**To be done:**
Copy the data exactly as it appears, and do not include any pictures.
--- Entries provided ---
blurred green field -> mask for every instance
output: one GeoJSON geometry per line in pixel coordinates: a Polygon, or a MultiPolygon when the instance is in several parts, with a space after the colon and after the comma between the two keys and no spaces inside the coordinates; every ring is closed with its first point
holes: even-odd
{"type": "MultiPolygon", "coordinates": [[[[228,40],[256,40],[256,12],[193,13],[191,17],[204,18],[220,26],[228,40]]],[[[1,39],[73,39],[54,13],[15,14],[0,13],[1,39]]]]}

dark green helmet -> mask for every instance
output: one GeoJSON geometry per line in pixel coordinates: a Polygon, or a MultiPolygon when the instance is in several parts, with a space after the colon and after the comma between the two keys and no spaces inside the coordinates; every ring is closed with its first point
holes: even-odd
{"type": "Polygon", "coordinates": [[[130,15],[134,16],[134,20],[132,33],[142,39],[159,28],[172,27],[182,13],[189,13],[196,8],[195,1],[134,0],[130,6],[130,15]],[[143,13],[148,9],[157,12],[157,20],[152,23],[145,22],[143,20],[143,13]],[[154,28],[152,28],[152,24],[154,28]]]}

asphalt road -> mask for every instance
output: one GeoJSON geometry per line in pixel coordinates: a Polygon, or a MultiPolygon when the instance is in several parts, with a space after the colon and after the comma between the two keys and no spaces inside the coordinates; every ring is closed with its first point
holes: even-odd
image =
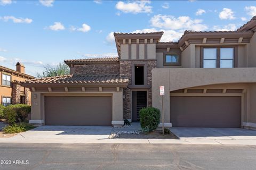
{"type": "Polygon", "coordinates": [[[0,143],[1,170],[249,170],[255,160],[256,146],[0,143]]]}

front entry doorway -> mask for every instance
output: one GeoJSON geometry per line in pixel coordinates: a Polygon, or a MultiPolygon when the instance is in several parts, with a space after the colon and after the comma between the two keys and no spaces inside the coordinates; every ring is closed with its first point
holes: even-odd
{"type": "Polygon", "coordinates": [[[147,107],[147,91],[132,91],[132,121],[140,121],[139,112],[147,107]]]}

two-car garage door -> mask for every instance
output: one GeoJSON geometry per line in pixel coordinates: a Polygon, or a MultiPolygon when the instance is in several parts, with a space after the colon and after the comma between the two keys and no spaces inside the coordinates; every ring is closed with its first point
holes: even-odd
{"type": "Polygon", "coordinates": [[[240,128],[239,96],[170,96],[174,127],[240,128]]]}
{"type": "Polygon", "coordinates": [[[45,96],[48,125],[110,126],[111,96],[45,96]]]}

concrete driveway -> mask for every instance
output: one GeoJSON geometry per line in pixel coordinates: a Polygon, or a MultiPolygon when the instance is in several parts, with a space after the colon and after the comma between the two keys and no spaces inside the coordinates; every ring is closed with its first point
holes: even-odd
{"type": "Polygon", "coordinates": [[[83,142],[86,140],[94,142],[108,139],[112,127],[90,126],[42,126],[19,134],[13,140],[42,140],[46,142],[70,141],[83,142]]]}
{"type": "Polygon", "coordinates": [[[180,139],[256,140],[256,131],[241,128],[171,128],[180,139]]]}

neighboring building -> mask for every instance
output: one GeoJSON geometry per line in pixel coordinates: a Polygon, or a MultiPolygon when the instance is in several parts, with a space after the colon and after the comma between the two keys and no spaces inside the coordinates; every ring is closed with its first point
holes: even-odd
---
**Worked solution:**
blurred green field -> mask for every instance
output: one GeoJSON geometry per line in pixel coordinates: a Polygon, or a MultiPolygon when the instance is in several parts, with a space after the colon and after the comma between the two keys and no spaces inside the coordinates; every ring is closed with its first point
holes: even-odd
{"type": "MultiPolygon", "coordinates": [[[[228,40],[256,40],[256,12],[193,13],[191,17],[204,18],[220,26],[228,40]]],[[[1,39],[73,39],[54,13],[15,14],[0,13],[1,39]]]]}

dark green helmet -> mask for every instance
output: one GeoJSON geometry per line in pixel coordinates: a Polygon, or a MultiPolygon when the instance is in several parts, with a space after the colon and after the comma between the two keys and no spaces inside the coordinates; every ring is closed with its first point
holes: even-odd
{"type": "Polygon", "coordinates": [[[130,15],[134,16],[134,20],[132,33],[142,39],[159,28],[172,27],[182,13],[189,13],[196,8],[195,1],[134,0],[130,6],[130,15]],[[143,13],[148,9],[157,12],[157,20],[152,23],[145,22],[143,20],[143,13]],[[154,28],[152,28],[152,24],[154,28]]]}

asphalt road -> mask for every instance
output: one GeoJSON geometry per line in pixel coordinates: a Polygon, or a MultiPolygon when the instance is in several parts, with a space after the colon and after the comma between the two keys and no spaces inside the coordinates; every ring is closed with its first point
holes: even-odd
image =
{"type": "Polygon", "coordinates": [[[0,143],[1,170],[249,170],[255,160],[256,146],[0,143]]]}

front entry doorway -> mask for every instance
output: one GeoJSON geometry per line in pixel coordinates: a Polygon, or a MultiPolygon when the instance is in several parts, with a space after the colon and after the comma between the two keys and no spaces inside the coordinates; every ring is closed with its first point
holes: even-odd
{"type": "Polygon", "coordinates": [[[147,107],[147,91],[132,91],[132,121],[140,121],[139,112],[147,107]]]}

two-car garage door -> mask for every instance
output: one GeoJSON geometry per line in pixel coordinates: a Polygon, or a MultiPolygon when the instance is in several parts, with a space after the colon and after the comma between the two keys and no spaces inside the coordinates; every ring is closed with its first point
holes: even-odd
{"type": "Polygon", "coordinates": [[[240,128],[239,96],[170,96],[174,127],[240,128]]]}
{"type": "Polygon", "coordinates": [[[45,96],[48,125],[110,126],[111,96],[45,96]]]}

concrete driveway -> mask for every instance
output: one GeoJSON geometry per line in pixel coordinates: a Polygon, or a MultiPolygon when the instance is in several parts, with a space after the colon and after the comma between the two keys and no spaces inside the coordinates; every ring is closed with its first point
holes: even-odd
{"type": "Polygon", "coordinates": [[[83,142],[86,140],[94,142],[108,139],[112,127],[90,126],[42,126],[19,134],[13,140],[42,140],[46,142],[70,141],[83,142]]]}
{"type": "Polygon", "coordinates": [[[180,139],[256,140],[256,131],[241,128],[171,128],[180,139]]]}

neighboring building -> mask for every instance
output: one GeoJSON geometry per line in pixel coordinates: a Polygon, or a MultiPolygon when the instance is in several parts, with a space after the colon and after the comma between the two keys and no spaces inside the coordinates; every ring is closed with its first point
holes: even-odd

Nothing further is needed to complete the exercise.